# Bloom Filter

Its a Bit Vector with *m* bits, *k* hash functions and *n* elements expected to be inserted in the filter.

### What can it do? 

It can tell us whether an element **is not** in the specific set or it **may be** in the set. 

### How to build it?

Variables to decide the filter : *m,k,n* 

With larger *m* we achieve less false positive rate but commit to use more memory.

With larger *k* we achieve less false positive rate but the filter gets slower.

Given *n* and *m* we can calculate the optimal value for *k* by : *(m/n)ln2*

### Algorithm

The user can create a set of strings and test if a new string is in the set.

*Input* : Set of strings, a new string.

*Output* : If the string is not, or may be in the set.





### Libraries

In [8]:
!pip install mmh3
!pip install bitarray
from bitarray import bitarray
import mmh3
import numpy as np



### Initialize filter

In [25]:
m = int(input("Enter size of filter: " ))
k = int(input("Enter number of hash functions < 20: " ))

array = bitarray(m)
array.setall(0)


hash_seeds = np.random.randint(1, 20, int(k))



Enter size of filter: 20
Enter number of hash functions < 20: 2


### Read input set from User and update filter

In [26]:
n = int(input("How many items will you insert in the set? "))
arr = []
for _ in range(n):
    x = input()

┄┄┄┄┄┄┄┄┄┄┄┄┄┄┄┄┄┄┄┄

Quote the Bloom filter notes word for word, starting at "The user can" and ending at "be in the set.". The material that comes next has no connection to the text above.

» **Data section**

┄┄┄┄┄┄┄┄┄┄┄┄┄┄┄┄┄┄┄┄

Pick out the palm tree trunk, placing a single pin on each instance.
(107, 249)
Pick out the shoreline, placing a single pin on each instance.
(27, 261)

┄┄┄┄┄┄┄┄┄┄┄┄┄┄┄┄┄┄┄┄

» **Answer to the exercise**
The user can create a set of strings and test if a new string is in the set.

*Input* : Set of strings, a new string.

*Output* : If the string is not, or may be in the set.